> _Problem to work on_
Line by line, please look for the word "preceding" in the following records, then copy each line you find it in.

Start of Exercise inputs

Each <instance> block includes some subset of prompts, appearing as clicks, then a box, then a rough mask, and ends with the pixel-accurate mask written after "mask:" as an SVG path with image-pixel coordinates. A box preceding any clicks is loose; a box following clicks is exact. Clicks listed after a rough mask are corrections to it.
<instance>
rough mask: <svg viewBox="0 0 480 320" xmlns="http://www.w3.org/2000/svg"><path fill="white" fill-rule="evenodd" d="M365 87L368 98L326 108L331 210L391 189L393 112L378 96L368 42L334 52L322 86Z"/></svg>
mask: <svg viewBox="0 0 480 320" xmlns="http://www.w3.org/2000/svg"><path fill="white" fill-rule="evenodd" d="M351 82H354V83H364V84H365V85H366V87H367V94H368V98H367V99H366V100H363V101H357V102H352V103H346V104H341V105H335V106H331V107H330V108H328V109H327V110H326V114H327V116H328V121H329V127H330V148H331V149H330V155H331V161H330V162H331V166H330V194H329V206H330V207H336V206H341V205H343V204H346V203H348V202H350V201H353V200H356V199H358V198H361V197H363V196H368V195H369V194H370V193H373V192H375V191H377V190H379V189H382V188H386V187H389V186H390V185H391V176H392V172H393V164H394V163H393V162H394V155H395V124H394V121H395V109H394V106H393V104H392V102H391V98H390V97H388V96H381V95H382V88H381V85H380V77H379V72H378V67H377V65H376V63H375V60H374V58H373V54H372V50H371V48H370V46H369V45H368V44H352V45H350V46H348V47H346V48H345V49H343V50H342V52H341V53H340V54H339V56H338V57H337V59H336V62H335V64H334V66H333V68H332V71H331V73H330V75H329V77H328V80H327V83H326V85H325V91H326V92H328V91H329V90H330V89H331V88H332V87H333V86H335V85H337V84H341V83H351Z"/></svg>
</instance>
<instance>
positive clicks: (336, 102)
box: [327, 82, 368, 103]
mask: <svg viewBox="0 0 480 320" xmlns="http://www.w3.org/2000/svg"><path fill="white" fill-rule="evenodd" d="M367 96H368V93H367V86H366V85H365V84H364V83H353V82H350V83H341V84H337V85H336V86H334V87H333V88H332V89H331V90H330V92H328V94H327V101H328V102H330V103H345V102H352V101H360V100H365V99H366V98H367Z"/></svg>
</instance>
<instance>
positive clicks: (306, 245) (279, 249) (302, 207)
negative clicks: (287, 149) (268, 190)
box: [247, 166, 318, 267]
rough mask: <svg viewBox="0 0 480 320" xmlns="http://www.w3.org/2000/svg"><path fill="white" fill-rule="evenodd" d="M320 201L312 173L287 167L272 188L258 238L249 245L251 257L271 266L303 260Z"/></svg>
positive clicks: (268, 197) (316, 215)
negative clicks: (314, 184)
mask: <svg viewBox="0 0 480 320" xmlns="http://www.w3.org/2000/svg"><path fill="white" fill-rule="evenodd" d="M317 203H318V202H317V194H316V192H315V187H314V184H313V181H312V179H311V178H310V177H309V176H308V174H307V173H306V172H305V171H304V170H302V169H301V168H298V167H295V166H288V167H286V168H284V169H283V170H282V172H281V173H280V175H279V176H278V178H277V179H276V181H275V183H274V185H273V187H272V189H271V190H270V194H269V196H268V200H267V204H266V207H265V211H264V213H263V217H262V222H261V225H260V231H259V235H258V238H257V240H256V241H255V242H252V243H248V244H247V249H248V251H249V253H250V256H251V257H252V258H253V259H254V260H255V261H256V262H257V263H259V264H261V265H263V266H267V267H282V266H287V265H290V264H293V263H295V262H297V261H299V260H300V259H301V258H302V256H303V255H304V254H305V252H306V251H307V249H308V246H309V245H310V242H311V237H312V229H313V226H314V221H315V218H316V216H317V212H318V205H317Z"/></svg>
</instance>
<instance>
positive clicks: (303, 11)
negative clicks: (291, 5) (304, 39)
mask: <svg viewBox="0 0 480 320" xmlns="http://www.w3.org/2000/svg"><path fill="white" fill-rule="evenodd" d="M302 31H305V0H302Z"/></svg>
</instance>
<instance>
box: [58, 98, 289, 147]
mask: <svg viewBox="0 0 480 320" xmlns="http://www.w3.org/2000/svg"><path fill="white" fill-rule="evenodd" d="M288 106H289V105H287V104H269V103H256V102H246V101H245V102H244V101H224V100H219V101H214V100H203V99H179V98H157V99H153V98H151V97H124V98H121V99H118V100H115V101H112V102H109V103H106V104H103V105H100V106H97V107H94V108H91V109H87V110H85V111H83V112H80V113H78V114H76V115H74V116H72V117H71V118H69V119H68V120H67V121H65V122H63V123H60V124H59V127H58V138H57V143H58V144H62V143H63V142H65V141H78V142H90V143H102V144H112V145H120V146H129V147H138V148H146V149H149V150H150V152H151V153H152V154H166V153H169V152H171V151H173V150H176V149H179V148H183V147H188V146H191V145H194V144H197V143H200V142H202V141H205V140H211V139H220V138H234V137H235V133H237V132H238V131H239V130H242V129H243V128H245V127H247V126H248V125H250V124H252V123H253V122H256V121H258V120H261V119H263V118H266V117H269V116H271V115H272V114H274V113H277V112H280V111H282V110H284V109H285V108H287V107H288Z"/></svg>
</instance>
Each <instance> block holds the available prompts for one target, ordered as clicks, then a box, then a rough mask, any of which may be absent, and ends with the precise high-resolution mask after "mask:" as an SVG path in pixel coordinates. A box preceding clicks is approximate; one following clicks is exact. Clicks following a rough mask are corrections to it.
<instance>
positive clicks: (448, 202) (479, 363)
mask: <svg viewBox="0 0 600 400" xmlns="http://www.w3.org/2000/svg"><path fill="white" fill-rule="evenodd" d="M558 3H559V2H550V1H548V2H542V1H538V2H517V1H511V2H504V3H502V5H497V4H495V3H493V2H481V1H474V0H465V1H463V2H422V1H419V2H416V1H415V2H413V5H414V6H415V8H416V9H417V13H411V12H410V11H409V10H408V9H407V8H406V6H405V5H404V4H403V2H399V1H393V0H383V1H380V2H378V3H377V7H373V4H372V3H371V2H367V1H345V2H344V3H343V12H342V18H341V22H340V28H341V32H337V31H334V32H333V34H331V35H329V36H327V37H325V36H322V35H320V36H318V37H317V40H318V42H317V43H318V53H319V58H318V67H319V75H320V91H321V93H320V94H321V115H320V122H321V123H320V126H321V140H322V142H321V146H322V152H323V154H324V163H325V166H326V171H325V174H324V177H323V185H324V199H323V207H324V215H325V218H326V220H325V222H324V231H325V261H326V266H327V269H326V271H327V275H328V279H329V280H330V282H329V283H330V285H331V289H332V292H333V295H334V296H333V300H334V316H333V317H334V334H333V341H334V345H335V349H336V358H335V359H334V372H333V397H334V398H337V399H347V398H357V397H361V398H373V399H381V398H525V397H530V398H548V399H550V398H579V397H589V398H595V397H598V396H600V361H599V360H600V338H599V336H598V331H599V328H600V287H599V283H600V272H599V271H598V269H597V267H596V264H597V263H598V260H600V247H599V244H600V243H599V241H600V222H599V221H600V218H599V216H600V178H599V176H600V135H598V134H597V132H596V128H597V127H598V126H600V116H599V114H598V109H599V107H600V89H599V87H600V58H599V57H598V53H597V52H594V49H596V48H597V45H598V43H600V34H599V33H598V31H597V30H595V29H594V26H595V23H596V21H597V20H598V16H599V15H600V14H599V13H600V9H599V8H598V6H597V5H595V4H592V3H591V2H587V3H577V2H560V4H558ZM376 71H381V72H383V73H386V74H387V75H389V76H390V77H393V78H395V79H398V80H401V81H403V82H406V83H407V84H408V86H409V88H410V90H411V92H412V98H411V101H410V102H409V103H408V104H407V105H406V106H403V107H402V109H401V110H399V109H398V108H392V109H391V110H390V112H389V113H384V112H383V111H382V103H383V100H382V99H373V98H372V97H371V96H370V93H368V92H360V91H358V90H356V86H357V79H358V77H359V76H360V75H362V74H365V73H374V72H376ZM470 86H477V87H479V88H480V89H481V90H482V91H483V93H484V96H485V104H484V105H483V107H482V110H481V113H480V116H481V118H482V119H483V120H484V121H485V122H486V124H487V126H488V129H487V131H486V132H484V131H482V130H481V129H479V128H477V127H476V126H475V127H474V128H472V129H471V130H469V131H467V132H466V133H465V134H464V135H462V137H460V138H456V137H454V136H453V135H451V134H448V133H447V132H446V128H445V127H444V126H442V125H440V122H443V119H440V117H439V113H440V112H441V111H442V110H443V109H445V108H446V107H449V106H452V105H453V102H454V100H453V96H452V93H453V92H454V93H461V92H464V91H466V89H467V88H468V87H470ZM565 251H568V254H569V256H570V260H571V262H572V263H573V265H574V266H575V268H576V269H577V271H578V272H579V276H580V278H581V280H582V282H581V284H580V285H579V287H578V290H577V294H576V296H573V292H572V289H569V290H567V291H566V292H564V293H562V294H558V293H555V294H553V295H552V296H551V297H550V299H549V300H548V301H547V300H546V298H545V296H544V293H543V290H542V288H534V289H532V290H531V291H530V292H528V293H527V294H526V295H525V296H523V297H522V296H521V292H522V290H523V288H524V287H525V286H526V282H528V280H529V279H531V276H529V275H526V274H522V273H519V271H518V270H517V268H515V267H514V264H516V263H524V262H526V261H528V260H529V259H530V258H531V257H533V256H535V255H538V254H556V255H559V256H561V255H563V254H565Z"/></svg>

End of Exercise inputs

> _Reply_
Each <instance> block includes some subset of prompts, appearing as clicks, then a box, then a rough mask, and ends with the pixel-accurate mask written after "mask:" as an SVG path with image-pixel coordinates. A box preceding any clicks is loose; a box following clicks is exact. Clicks listed after a rough mask are corrections to it.
Each <instance> block holds the available prompts for one target, ordered as clicks, then a box, then a rough mask, any of which may be absent, and ends with the precise high-resolution mask after "mask:" as an SVG path in pixel coordinates. A box preceding clicks is approximate; one following clicks is exact. Clicks following a rough mask are corrections to it.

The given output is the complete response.